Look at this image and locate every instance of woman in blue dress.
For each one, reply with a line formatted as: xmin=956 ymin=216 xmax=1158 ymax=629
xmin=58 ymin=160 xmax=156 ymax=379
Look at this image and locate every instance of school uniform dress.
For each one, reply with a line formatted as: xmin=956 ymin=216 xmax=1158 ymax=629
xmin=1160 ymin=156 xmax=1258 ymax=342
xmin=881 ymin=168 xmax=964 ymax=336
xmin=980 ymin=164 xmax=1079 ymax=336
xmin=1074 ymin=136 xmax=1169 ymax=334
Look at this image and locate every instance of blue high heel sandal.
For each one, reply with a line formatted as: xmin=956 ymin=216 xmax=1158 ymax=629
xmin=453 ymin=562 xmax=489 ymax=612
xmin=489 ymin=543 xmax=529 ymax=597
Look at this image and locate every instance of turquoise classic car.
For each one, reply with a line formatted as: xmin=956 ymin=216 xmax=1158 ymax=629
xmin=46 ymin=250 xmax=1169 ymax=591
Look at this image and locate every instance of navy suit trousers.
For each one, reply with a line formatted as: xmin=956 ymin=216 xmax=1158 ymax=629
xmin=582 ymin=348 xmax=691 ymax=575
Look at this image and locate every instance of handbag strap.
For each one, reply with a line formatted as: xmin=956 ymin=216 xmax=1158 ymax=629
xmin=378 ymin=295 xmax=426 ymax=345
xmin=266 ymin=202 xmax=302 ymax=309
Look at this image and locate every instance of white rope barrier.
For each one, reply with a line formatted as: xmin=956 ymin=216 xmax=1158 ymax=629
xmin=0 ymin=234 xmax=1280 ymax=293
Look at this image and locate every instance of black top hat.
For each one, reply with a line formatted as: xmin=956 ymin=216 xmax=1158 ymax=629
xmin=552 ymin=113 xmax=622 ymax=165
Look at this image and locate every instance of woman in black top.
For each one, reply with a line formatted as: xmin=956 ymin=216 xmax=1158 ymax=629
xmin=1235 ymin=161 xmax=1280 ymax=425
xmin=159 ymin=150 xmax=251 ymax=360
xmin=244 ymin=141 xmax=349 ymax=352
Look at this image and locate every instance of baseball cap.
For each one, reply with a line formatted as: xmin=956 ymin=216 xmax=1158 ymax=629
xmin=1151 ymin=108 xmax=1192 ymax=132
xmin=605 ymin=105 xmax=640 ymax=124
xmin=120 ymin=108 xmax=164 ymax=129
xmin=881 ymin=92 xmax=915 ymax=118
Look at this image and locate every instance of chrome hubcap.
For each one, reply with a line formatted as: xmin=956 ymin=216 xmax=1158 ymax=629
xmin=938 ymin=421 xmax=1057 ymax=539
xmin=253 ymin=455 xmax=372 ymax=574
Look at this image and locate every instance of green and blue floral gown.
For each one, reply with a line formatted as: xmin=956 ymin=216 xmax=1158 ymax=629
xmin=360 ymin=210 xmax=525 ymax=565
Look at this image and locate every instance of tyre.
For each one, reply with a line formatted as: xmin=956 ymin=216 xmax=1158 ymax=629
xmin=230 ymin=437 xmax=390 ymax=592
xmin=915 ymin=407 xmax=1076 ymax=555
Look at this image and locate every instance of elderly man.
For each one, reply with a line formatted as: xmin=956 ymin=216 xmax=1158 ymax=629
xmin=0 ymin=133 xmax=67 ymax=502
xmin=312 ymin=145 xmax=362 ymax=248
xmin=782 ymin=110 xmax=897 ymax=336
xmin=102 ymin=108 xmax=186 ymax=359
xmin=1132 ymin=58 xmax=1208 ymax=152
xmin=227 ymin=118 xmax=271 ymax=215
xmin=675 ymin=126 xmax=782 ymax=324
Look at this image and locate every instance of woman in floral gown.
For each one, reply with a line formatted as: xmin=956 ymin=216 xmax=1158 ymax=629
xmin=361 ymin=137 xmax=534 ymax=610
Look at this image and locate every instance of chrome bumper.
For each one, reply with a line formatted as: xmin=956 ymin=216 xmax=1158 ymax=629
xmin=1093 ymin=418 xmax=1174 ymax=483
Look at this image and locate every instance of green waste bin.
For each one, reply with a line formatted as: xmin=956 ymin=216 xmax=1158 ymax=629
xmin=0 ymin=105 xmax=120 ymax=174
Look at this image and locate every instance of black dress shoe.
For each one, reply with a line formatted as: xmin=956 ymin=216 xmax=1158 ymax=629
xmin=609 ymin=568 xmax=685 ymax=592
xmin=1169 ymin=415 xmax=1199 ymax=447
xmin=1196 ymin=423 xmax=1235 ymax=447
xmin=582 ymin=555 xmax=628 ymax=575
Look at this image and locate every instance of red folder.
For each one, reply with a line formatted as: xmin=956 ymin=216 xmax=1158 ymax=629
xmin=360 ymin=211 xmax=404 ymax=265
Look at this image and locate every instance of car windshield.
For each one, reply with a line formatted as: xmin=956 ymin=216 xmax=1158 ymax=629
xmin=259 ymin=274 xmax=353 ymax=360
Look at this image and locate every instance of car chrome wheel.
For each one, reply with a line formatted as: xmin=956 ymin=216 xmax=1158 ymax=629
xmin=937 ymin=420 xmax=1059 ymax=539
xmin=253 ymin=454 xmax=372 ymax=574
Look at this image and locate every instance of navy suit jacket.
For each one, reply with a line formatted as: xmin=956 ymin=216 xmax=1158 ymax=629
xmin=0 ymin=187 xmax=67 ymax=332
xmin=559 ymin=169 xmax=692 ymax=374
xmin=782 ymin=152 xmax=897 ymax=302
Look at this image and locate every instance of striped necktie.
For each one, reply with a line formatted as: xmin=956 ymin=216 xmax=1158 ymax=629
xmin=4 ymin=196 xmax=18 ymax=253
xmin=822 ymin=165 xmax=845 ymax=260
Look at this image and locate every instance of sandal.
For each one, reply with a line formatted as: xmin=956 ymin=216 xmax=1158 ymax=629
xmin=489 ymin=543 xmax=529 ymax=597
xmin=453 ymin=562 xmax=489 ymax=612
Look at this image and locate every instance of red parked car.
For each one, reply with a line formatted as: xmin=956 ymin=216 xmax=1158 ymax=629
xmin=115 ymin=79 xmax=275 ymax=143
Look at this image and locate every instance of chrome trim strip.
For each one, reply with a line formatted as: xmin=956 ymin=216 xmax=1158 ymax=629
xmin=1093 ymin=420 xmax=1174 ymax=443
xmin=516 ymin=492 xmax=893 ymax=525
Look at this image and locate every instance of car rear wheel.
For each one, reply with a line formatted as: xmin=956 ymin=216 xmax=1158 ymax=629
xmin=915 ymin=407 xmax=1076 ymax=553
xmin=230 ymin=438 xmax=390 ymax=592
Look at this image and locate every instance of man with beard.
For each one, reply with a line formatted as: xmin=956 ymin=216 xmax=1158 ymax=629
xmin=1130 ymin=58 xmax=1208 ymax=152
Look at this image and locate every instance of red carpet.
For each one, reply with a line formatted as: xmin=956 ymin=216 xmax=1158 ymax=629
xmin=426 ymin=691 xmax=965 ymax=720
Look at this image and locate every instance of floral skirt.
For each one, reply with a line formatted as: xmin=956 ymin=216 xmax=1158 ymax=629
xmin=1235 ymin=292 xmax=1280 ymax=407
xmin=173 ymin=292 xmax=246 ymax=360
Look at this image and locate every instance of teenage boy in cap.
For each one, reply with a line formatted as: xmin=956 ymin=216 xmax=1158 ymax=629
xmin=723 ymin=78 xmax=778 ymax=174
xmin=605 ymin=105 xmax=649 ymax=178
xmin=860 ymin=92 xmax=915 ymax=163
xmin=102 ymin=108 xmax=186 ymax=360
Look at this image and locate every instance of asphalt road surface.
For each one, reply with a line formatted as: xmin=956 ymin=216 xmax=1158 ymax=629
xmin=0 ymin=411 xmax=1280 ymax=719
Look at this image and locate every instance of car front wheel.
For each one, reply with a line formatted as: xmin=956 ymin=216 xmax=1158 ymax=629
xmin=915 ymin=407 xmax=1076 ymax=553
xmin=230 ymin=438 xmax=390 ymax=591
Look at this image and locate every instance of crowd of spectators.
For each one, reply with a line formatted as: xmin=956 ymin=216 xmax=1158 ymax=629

┄┄┄┄┄┄┄┄┄┄┄┄┄┄┄┄┄┄┄┄

__WORK TO COMPLETE__
Give the part that opens with the line containing "Look at this image and locate every instance of white" and closes with the line containing "xmin=253 ymin=455 xmax=372 ymax=574" as a JSON list of strings, one string per line, leaving out blank lines.

__TASK SOLUTION__
[
  "Look at this image and locate every instance of white rope barrier.",
  "For each one, reply with a line formatted as: xmin=956 ymin=216 xmax=1158 ymax=629",
  "xmin=0 ymin=234 xmax=1280 ymax=293",
  "Look at this image and locate every instance of black top hat.",
  "For each one, reply with a line formatted as: xmin=956 ymin=216 xmax=1158 ymax=629",
  "xmin=552 ymin=113 xmax=622 ymax=165",
  "Look at this image and locate every instance of woman in black top.",
  "For each one, reply with a line formatted as: xmin=956 ymin=216 xmax=1158 ymax=629",
  "xmin=1235 ymin=161 xmax=1280 ymax=425",
  "xmin=159 ymin=150 xmax=251 ymax=360",
  "xmin=244 ymin=141 xmax=349 ymax=352",
  "Look at this image and locate every instance of baseball cap.",
  "For each one, reply with a line formatted as: xmin=956 ymin=216 xmax=1158 ymax=629",
  "xmin=1151 ymin=108 xmax=1192 ymax=132",
  "xmin=605 ymin=105 xmax=640 ymax=124",
  "xmin=120 ymin=108 xmax=164 ymax=129",
  "xmin=881 ymin=92 xmax=915 ymax=118",
  "Look at this image and locate every instance of chrome hubcap.",
  "For each one, reply with a line formatted as: xmin=956 ymin=216 xmax=1158 ymax=629",
  "xmin=938 ymin=421 xmax=1057 ymax=539",
  "xmin=253 ymin=455 xmax=372 ymax=574"
]